### [Given instruction]
Arrange every line of the material below as a JSON list of strings, one string per line, skipping blank lines.

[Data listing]
— START —

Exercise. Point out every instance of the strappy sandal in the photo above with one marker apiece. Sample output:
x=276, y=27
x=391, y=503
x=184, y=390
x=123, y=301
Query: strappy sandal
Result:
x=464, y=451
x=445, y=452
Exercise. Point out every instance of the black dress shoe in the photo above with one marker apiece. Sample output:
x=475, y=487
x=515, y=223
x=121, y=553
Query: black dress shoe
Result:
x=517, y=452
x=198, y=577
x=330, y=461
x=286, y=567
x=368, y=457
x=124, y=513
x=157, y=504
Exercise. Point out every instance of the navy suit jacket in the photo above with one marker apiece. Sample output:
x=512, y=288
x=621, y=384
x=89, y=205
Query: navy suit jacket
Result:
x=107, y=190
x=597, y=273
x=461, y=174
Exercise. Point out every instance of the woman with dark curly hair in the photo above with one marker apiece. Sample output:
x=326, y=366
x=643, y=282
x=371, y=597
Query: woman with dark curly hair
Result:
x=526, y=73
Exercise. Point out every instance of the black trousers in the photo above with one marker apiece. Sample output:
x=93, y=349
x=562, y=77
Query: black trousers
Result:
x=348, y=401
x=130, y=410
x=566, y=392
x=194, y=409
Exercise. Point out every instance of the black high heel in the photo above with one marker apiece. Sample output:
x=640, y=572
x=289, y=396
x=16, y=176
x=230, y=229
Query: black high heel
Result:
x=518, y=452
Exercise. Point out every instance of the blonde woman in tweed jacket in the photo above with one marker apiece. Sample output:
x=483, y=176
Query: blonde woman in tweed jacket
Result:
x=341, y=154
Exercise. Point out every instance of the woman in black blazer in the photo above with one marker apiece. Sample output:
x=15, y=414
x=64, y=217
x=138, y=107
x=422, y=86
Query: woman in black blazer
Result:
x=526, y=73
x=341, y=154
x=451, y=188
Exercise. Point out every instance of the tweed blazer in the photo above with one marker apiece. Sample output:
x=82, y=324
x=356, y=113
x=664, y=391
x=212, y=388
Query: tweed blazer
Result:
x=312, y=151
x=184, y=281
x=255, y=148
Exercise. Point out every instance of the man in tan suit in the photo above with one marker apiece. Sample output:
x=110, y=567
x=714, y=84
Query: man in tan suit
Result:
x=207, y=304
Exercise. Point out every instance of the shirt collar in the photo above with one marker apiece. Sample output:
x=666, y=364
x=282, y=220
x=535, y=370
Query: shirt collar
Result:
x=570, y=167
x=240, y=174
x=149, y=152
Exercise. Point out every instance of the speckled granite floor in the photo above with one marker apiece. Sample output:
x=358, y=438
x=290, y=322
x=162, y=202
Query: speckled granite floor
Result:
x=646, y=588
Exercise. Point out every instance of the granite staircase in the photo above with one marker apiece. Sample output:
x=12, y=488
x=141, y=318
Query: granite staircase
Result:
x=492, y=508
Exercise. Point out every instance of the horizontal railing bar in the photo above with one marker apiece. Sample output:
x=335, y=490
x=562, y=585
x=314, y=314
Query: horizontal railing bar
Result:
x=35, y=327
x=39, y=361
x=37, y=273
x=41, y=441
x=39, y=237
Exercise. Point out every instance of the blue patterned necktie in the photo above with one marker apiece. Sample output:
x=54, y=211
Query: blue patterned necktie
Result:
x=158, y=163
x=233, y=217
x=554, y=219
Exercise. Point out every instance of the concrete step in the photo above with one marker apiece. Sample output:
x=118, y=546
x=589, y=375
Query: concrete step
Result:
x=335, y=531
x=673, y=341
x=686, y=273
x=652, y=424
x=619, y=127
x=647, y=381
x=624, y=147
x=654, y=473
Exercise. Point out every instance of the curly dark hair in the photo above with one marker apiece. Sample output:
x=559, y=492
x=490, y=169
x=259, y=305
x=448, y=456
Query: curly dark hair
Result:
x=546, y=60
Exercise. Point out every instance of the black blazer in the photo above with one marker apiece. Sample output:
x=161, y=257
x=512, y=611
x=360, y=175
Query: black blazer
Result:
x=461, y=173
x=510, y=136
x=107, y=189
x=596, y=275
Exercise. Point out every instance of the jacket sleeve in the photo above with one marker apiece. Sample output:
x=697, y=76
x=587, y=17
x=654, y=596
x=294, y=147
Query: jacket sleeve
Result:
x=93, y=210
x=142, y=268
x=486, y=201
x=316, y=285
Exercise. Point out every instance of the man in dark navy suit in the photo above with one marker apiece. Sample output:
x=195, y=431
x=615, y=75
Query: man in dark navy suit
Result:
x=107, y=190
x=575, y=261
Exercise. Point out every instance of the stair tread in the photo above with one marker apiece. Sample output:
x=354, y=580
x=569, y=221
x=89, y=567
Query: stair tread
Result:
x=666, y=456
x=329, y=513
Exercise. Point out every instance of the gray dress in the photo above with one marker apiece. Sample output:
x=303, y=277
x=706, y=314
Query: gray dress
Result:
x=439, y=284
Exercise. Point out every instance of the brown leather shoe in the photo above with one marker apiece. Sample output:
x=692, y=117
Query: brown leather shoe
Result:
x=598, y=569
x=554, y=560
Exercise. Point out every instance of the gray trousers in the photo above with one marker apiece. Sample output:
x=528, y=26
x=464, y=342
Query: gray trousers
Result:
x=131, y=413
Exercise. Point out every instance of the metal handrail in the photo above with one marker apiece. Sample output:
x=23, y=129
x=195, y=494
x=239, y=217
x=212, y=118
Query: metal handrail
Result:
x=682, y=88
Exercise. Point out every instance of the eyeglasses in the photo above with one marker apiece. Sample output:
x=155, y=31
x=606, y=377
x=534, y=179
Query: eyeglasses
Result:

— END —

### [Exercise response]
[
  "Exercise. Point out every instance of the strappy sandal in the photo above with one marker apiece. Sample output:",
  "x=276, y=27",
  "x=391, y=503",
  "x=184, y=390",
  "x=123, y=301",
  "Query: strappy sandal",
  "Result:",
  "x=464, y=451",
  "x=445, y=452",
  "Exercise. Point out every instance of the black dress shoe in the photo above with one marker apiece. Sample output:",
  "x=475, y=487",
  "x=515, y=223",
  "x=121, y=553",
  "Query: black dress shoe",
  "Result:",
  "x=517, y=452",
  "x=198, y=577",
  "x=330, y=461",
  "x=286, y=567",
  "x=368, y=457",
  "x=124, y=513",
  "x=157, y=504",
  "Exercise. Point out every instance of the navy suit jacket in the photo above with one marker apiece. Sample output:",
  "x=512, y=288",
  "x=621, y=384",
  "x=89, y=205",
  "Query: navy suit jacket",
  "Result:",
  "x=107, y=190",
  "x=597, y=273",
  "x=461, y=174",
  "Exercise. Point out every instance of the woman with dark curly hair in the photo above with one marker apiece. Sample output:",
  "x=326, y=366",
  "x=643, y=282",
  "x=371, y=597",
  "Query: woman with dark curly hair",
  "Result:",
  "x=526, y=73",
  "Exercise. Point out every instance of the black trousers in the photo above with one marker apiece. Sample output:",
  "x=93, y=349",
  "x=562, y=77",
  "Query: black trousers",
  "Result:",
  "x=348, y=401",
  "x=130, y=410",
  "x=566, y=392",
  "x=194, y=409",
  "Exercise. Point out every instance of the black high heel in the photo above with one marker apiece. Sample output:",
  "x=640, y=572",
  "x=289, y=396",
  "x=16, y=176",
  "x=230, y=229",
  "Query: black high heel",
  "Result:",
  "x=518, y=452",
  "Exercise. Point out every instance of the blonde woman in tweed jacket in the photo above with one marker apiece. Sample output:",
  "x=483, y=176",
  "Query: blonde woman in tweed jacket",
  "Result:",
  "x=341, y=154",
  "Exercise. Point out every instance of the woman in black blazer in the photo above with one marker apiece. Sample output:",
  "x=15, y=414",
  "x=64, y=217",
  "x=138, y=107",
  "x=422, y=86",
  "Query: woman in black blazer",
  "Result:",
  "x=526, y=73",
  "x=341, y=154",
  "x=451, y=188",
  "Exercise. Point out every instance of the tweed blazer in the photo above with one marker apiece. Sample output:",
  "x=82, y=324",
  "x=356, y=113",
  "x=664, y=391",
  "x=212, y=388",
  "Query: tweed blazer",
  "Result:",
  "x=312, y=151",
  "x=184, y=281",
  "x=255, y=148",
  "Exercise. Point out every instance of the man in tan suit in the photo above with one marker apiece. Sample output:",
  "x=110, y=567",
  "x=714, y=84",
  "Query: man in tan suit",
  "Result:",
  "x=207, y=304",
  "Exercise. Point out every instance of the shirt collar in the photo above with one marker apiece. Sample output:",
  "x=666, y=364",
  "x=282, y=220",
  "x=535, y=370",
  "Query: shirt collar",
  "Result:",
  "x=570, y=167",
  "x=240, y=174",
  "x=149, y=152",
  "Exercise. Point out every instance of the speckled granite floor in the photo above with one marker apiece. Sample output:",
  "x=358, y=438",
  "x=290, y=322",
  "x=162, y=202",
  "Query: speckled granite floor",
  "Result:",
  "x=646, y=588",
  "Exercise. Point out every instance of the granite staircase in the photo above with one marker apiece. Sample output:",
  "x=12, y=488",
  "x=141, y=318",
  "Query: granite staircase",
  "Result:",
  "x=492, y=508",
  "Exercise. Point out every instance of the horizontal railing bar in the photo above with one marker apiece. Sample output:",
  "x=335, y=490",
  "x=562, y=585",
  "x=314, y=314",
  "Query: horizontal railing bar",
  "Result:",
  "x=35, y=327",
  "x=39, y=361",
  "x=37, y=273",
  "x=41, y=441",
  "x=39, y=237",
  "Exercise. Point out every instance of the blue patterned necktie in the photo above with one marker apiece. Sample output:",
  "x=54, y=211",
  "Query: blue patterned necktie",
  "Result:",
  "x=158, y=163",
  "x=233, y=217",
  "x=554, y=219",
  "Exercise. Point out every instance of the concrete step in the photo above with one marker apiece. Sample output:",
  "x=118, y=546",
  "x=589, y=375",
  "Query: concrete step",
  "Result:",
  "x=335, y=531",
  "x=673, y=341",
  "x=686, y=273",
  "x=652, y=424",
  "x=619, y=127",
  "x=647, y=381",
  "x=624, y=147",
  "x=654, y=473",
  "Exercise. Point out every instance of the curly dark hair in the photo above with one marker apiece. Sample output:",
  "x=559, y=492",
  "x=490, y=169",
  "x=259, y=305",
  "x=448, y=456",
  "Query: curly dark hair",
  "Result:",
  "x=546, y=60",
  "Exercise. Point out every instance of the black blazer in the photo above with one marker apiece. Sample output:",
  "x=161, y=257",
  "x=512, y=611",
  "x=360, y=175",
  "Query: black blazer",
  "Result:",
  "x=461, y=173",
  "x=510, y=136",
  "x=107, y=189",
  "x=596, y=275",
  "Exercise. Point out every instance of the jacket sleeve in the photo above with one marker apiece. Sample output:",
  "x=697, y=76",
  "x=587, y=17",
  "x=654, y=596",
  "x=294, y=147",
  "Query: jacket sleeve",
  "Result:",
  "x=93, y=210",
  "x=142, y=268",
  "x=486, y=201",
  "x=316, y=285",
  "Exercise. Point out every instance of the man in dark navy suit in the photo above with one marker apiece. Sample output:",
  "x=195, y=431",
  "x=615, y=75",
  "Query: man in dark navy suit",
  "Result:",
  "x=107, y=190",
  "x=575, y=261",
  "Exercise. Point out every instance of the stair tread in the photo above with one marker apiece. Sample output:",
  "x=354, y=580",
  "x=569, y=221",
  "x=89, y=567",
  "Query: stair tread",
  "Result:",
  "x=666, y=456",
  "x=329, y=513",
  "Exercise. Point out every instance of the gray dress in the photo above with one marker apiece. Sample output:",
  "x=303, y=277",
  "x=706, y=314",
  "Query: gray dress",
  "Result:",
  "x=439, y=284",
  "Exercise. Point out every instance of the brown leather shoe in the photo above with one marker apiece. Sample output:",
  "x=692, y=117",
  "Query: brown leather shoe",
  "Result:",
  "x=598, y=569",
  "x=554, y=560",
  "Exercise. Point out every instance of the gray trousers in the photo above with one marker apiece. Sample output:",
  "x=528, y=26",
  "x=464, y=342",
  "Query: gray trousers",
  "Result:",
  "x=131, y=413",
  "Exercise. Point out every instance of the metal handrail in the photo above with one marker apiece. Sample output:",
  "x=23, y=129",
  "x=195, y=494",
  "x=239, y=217",
  "x=212, y=118",
  "Query: metal handrail",
  "Result:",
  "x=682, y=88",
  "Exercise. Point out every instance of the eyeglasses in the photo above with one marker apiece. Sample output:",
  "x=155, y=31",
  "x=606, y=377",
  "x=534, y=179",
  "Query: eyeglasses",
  "Result:"
]